## WHAT YOU NEED TO DO
What you write should be an exact copy of the material, from its first line through the line containing "330, row 233.".

## SOURCE DATA
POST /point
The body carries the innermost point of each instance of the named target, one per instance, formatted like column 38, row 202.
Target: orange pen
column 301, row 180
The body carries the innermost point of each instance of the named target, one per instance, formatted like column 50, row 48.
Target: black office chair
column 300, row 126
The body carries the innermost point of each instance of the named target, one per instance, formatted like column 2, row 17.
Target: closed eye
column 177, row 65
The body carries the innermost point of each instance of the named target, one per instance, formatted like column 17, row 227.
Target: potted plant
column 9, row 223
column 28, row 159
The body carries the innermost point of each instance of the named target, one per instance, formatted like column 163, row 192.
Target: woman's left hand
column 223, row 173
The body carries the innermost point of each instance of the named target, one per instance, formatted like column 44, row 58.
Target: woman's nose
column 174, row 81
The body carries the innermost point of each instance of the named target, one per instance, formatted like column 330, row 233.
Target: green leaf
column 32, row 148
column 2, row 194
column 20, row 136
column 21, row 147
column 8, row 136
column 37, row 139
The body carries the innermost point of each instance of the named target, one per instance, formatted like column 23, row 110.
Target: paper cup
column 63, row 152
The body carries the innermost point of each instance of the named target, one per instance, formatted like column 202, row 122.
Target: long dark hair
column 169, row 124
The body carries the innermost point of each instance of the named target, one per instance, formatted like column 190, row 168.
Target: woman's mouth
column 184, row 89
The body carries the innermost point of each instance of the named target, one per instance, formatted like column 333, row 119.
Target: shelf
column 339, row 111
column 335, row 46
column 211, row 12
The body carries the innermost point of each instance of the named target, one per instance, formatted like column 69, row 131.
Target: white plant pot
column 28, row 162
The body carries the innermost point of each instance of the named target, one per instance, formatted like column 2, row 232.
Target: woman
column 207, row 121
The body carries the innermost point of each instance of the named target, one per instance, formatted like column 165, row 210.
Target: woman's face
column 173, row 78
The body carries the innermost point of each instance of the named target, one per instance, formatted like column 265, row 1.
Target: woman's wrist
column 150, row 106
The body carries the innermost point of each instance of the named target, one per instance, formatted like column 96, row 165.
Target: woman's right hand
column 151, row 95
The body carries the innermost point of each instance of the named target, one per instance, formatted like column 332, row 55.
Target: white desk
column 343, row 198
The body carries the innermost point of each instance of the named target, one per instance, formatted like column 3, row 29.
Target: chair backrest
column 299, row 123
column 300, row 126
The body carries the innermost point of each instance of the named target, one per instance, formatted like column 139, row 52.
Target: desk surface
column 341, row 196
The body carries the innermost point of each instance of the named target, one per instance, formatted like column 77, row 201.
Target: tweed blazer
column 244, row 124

## TASK OUTPUT
POST /point
The body carries the innermost point of each instance of the named target, one per instance, formatted like column 38, row 202.
Target: orange pen
column 301, row 180
The body carries the innermost point of each instance of the named target, one per instance, formatted like column 50, row 48.
Target: black office chair
column 300, row 126
The body carries the innermost point of each instance of the named target, one per instance, formatted like column 2, row 17.
Target: closed eye
column 177, row 65
The body carries the innermost point of each instance of the named target, one per instance, formatted like column 17, row 227.
Target: potted plant
column 9, row 223
column 28, row 159
The body carries the innermost point of each instance of the named target, one per instance, formatted like column 163, row 192.
Target: woman's left hand
column 223, row 173
The body carries the innermost point of each instance of the named target, one per instance, formatted like column 44, row 58.
Target: woman's nose
column 174, row 81
The body carries the innermost point of each instance of the named target, one per instance, formatted like column 330, row 233.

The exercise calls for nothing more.